DOCUMENT SECTION —
=== Begin Enclosure ===

During decades of study on maize plants, American geneticist and botanist Barbara McClintock (1902–1992) was able to discover many of the basic properties of genes and heredity. For her trailblazing work, she was awarded the Nobel Prize in Physiology or Medicine in 1983.
In her work, McClintock contributed to one of the greatest scientific revolutions of the twentieth century. When she first started studying genetics as an undergraduate at Cornell University in Ithaca, New York, in 1919, it was a poorly understood field. By the time she died, however, work had begun on the Human Genome Project to decode the genetic makeup of the entire human body.
McClintock was born in Hartford, Connecticut, and enrolled at Cornell in 1919 against the wishes of her mother, who felt a college education was inappropriate for a girl. As McClintock later described, only one genetics class at Cornell was open to undergraduates, but a professor spotted her potential and allowed her to enroll in a more advanced seminar in the field. She obtained her doctorate in 1927.
McClintock’s most famous achievement—the one she won the Nobel Prize for—was her discovery of genetic transposition in the late 1940s. By studying corn plants, McClintock had realized that traits were not always passed down in a completely predictable, Mendelian fashion. She theorized that strands of genetic material—later identified as DNA—move around within cells, producing different color patterns and other traits in the corn.
Although initially rejected by most geneticists, her findings came to be accepted by the late 1960s. She was awarded the National Medal of Science in 1970, a prelude to her Nobel Prize the next decade.
In the male-dominated profession of genetics, McClintock also compiled a list of milestones: She was the first woman president of the Genetics Society, among the first women to win a MacArthur grant (in 1981), and only the third woman elected to the National Academy of Sciences. She died on Long Island at age ninety.

=== End Enclosure ===

DATA SUPPLIED —

=== Begin Enclosure ===

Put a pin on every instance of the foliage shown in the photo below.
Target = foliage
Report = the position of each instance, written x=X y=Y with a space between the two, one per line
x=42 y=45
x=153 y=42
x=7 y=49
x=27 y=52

=== End Enclosure ===

WORK INSTRUCTION —
According to the passage on Barbara McClintock, what discovery earned her the Nobel Prize? The entries have no connection to the passage on Barbara McClintock.

ANSWER FOR THIS EXERCISE —
Her discovery of genetic transposition in the late 1940s.